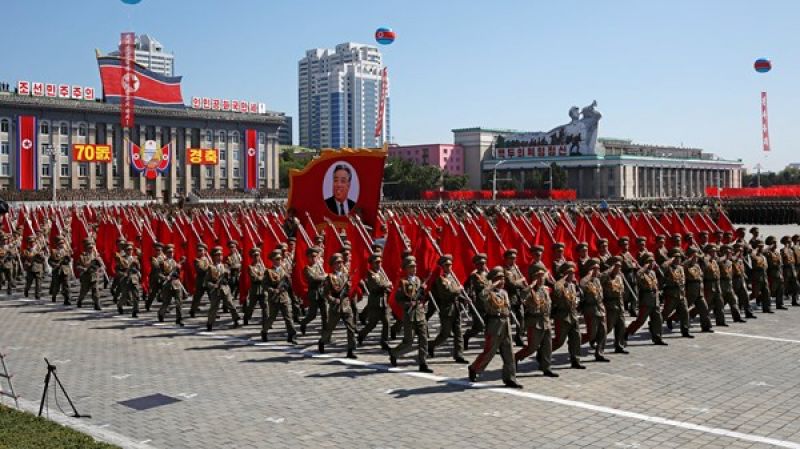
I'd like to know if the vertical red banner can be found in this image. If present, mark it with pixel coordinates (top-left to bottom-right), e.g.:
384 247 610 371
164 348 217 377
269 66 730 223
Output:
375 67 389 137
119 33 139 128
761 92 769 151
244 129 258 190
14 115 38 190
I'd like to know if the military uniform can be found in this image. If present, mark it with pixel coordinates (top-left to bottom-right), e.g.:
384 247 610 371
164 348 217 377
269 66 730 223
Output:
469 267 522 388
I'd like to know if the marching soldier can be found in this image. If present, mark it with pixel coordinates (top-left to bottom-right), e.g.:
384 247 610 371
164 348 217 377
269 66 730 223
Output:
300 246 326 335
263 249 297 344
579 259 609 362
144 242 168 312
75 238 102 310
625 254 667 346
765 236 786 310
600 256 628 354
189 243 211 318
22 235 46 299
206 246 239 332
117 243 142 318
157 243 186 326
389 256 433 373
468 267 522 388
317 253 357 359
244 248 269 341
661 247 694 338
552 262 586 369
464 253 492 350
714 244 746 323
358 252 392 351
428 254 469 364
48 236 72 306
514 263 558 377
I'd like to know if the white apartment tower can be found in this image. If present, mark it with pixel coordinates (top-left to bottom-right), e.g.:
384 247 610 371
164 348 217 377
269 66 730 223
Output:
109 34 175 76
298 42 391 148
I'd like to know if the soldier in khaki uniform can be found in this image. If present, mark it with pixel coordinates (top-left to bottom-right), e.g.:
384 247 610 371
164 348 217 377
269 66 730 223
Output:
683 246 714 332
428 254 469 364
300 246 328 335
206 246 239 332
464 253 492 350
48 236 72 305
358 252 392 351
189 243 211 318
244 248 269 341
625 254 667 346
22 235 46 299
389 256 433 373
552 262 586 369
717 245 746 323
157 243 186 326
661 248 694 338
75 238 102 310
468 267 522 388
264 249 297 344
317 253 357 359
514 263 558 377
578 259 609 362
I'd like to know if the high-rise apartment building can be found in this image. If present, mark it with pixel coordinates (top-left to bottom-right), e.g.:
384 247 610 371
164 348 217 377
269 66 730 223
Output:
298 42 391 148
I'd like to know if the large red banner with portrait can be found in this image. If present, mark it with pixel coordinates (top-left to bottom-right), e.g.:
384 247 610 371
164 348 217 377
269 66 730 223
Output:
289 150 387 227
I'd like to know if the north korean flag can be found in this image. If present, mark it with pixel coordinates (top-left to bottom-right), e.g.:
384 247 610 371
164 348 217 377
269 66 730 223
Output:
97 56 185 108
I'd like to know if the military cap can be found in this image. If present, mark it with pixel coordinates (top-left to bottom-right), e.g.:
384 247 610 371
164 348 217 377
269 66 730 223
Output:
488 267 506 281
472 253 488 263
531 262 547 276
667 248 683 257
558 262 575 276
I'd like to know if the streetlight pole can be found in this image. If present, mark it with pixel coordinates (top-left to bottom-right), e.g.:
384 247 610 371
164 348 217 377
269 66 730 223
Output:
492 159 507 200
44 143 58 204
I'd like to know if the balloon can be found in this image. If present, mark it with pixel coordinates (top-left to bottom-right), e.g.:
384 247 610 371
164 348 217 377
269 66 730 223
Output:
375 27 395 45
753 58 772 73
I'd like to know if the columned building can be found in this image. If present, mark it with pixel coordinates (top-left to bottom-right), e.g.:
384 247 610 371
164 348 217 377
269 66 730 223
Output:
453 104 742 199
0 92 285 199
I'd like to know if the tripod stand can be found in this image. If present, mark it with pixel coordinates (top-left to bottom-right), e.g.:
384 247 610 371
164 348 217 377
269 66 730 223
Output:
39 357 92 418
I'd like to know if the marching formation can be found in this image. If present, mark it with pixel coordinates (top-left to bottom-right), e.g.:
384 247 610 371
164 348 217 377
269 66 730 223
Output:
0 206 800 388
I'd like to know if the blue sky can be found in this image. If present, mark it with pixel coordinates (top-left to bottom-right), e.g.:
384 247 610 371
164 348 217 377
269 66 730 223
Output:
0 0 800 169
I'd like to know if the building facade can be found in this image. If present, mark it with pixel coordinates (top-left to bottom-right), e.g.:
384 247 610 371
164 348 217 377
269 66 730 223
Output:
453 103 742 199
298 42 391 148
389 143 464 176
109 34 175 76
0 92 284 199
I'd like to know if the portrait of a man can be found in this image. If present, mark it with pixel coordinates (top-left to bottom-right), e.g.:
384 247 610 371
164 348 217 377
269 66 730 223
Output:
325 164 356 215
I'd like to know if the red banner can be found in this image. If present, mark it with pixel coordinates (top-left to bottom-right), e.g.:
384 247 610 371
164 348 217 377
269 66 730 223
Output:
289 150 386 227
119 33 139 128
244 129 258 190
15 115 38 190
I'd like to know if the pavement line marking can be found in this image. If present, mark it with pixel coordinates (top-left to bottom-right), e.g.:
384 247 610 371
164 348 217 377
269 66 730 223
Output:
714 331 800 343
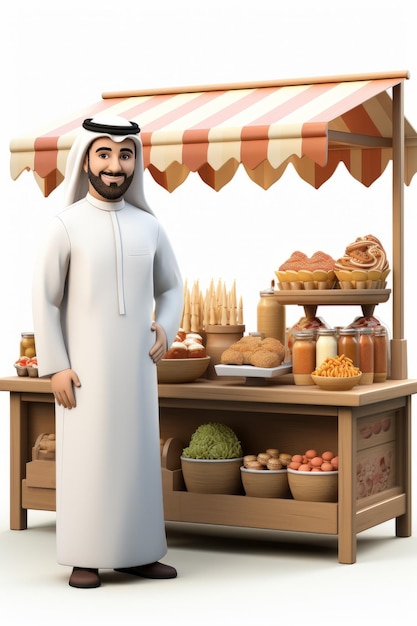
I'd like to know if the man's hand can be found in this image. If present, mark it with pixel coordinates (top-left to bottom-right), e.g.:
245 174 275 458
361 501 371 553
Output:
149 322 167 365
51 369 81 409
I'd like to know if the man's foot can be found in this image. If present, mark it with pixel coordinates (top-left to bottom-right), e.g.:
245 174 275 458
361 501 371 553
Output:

What you are asked to do
Please copy all of the material above line for line and word for word, leaving out the pictures.

Reply to the exercise
I'd like to know if the vertical red banner can be found in this image. If present, mark it with pixel coordinates (top-left to bottom-right), e.g.:
384 247 610 371
164 348 217 377
269 66 730 223
Output:
375 67 389 137
119 33 139 128
761 92 769 151
244 129 258 190
14 115 38 190
I'd like to know if the military uniform can be found in this image. If present, mark it with pixel coordinates (top-left to bottom-right), e.g.:
384 247 610 371
164 348 217 377
269 66 730 223
Output:
469 267 522 388
I'd like to know if the marching soldier can be found in this image. If present, mark it with pixel coordinates (top-left to bottom-right), e.g.:
384 247 610 371
164 348 217 377
269 66 730 223
Output:
300 246 326 335
263 249 297 344
579 259 609 362
144 242 168 312
75 238 102 310
625 254 667 346
765 236 786 310
600 256 628 354
189 243 211 318
22 235 46 299
206 246 239 332
117 243 142 318
157 243 186 326
389 256 433 373
468 267 522 388
317 253 357 359
244 248 269 341
661 247 694 338
552 262 586 369
464 253 492 350
714 244 746 323
358 252 392 351
428 254 469 364
48 236 72 306
514 263 558 377
I'd like to know if the white apartment tower can be found in this image. If present, mark it with pixel coordinates (top-left to bottom-right), e.g.:
384 247 610 371
164 348 217 377
269 66 730 223
Output:
109 34 175 76
298 42 391 148
I'd like to know if the soldier in khaki uniform can be found in this image. If present, mark it with pixel coordinates (top-left to bottom-right), e.g.:
384 247 610 371
164 348 217 377
269 66 730 223
Output:
683 246 714 332
428 254 469 364
300 246 328 335
206 246 239 332
464 253 492 350
48 236 72 305
358 252 392 351
189 243 211 318
244 248 269 341
625 254 667 346
22 235 46 299
389 256 433 373
552 262 586 369
717 245 746 323
157 243 186 326
661 248 694 338
75 238 102 310
468 267 522 388
264 249 297 344
317 253 357 359
514 263 558 377
578 259 609 362
I'd like to know if the high-rise apartment building can be found in this image. If present, mark it with pixel coordinates (top-left to bottom-right), e.g.:
384 247 610 371
164 348 217 377
269 66 730 223
Output:
298 42 391 148
I'd like to know if the large red banner with portrait can be found in this image. If present, mark it with pixel coordinates (top-left to bottom-right), e.g.:
384 247 610 371
164 348 217 377
269 66 730 223
Output:
289 150 387 227
I'd like to know if the north korean flag can be found in this image. If present, mark it with pixel coordinates (top-left to bottom-right), e.g.:
384 247 610 371
164 348 217 377
269 66 730 223
Output:
97 56 185 108
I'd like to know if the military cap can be found in this image. If present, mark it with pixel coordinates (top-left to bottom-right), e.g.:
384 247 610 371
164 348 217 377
269 66 730 223
Output:
488 267 506 281
472 253 488 263
531 262 547 276
667 248 683 257
558 262 575 276
I'd like to know if the streetlight pole can be found in this image. If present, mark it with pixel coordinates (top-left to bottom-right), e.g.:
384 247 610 371
164 348 217 377
269 66 730 223
Output:
492 159 507 200
44 143 58 204
I'd like to know if the balloon can be found in this image. If present, mark it with pixel coordinates (top-left to bottom-right), e.g.:
384 247 610 371
164 348 217 377
269 66 730 223
Output:
375 27 395 45
753 58 772 73
I'd like to know if the columned building can be found in this image. If present, mark it with pixel coordinates (top-left to bottom-right), e.g.:
384 247 610 371
164 348 217 377
269 66 730 223
Output:
453 104 742 199
0 92 285 199
I'd like to know if the tripod stand can be found in this image. If present, mark it with pixel coordinates (top-left to bottom-right), e.g.:
384 247 610 371
164 348 217 377
269 66 730 223
Output:
39 357 92 418
I'd like to know if the marching formation can be found in this image. If present, mark it with pixel coordinates (top-left to bottom-right), e.g.:
384 247 610 371
164 348 217 377
269 66 730 223
Output:
0 206 800 388
I'd like to know if the blue sky can be found in this image. If present, mark it with pixel coordinates (top-left to bottom-right), e.g.:
384 247 610 371
164 348 217 377
269 66 730 223
Output:
0 0 800 169
I'd like to know if the building facade can be found in this image. If present, mark it with pixel coordinates (top-left to bottom-right), e.g.:
384 247 610 371
164 348 217 377
269 66 730 223
Output:
453 103 742 199
298 42 391 148
389 143 464 176
109 34 175 76
0 92 284 199
I'd like to know if the portrait of a man can be found in this image. If present, mark it with pixel coordinates (top-left to bottom-right), e.g.:
384 247 610 371
164 348 217 377
269 66 730 223
Output:
325 164 356 215
I'd like to know if the red banner can be found in this image. If present, mark it with pixel coordinates (top-left to bottom-right), e.g.:
384 247 610 371
164 348 217 377
269 66 730 223
Output:
289 150 386 227
119 33 139 128
244 129 258 190
15 115 38 190
I'd like to know if the pavement line marking can be found in this image. If present, mark it with pixel coordinates (top-left to bottom-right), e.g.:
384 247 610 371
164 348 217 377
269 66 730 223
Output:
714 331 800 343
I'd like to know if the man's hand can be found in this image. If present, mark it with pixel coordinates (top-left to bottom-right), e.g.:
245 174 275 458
361 501 371 553
Output:
149 322 167 365
51 369 81 409
I'd like to know if the man's foot can be found in this image. If present, mark it with pixel coordinates (top-left to bottom-right), e.g.:
245 174 275 458
361 501 371 553
Output:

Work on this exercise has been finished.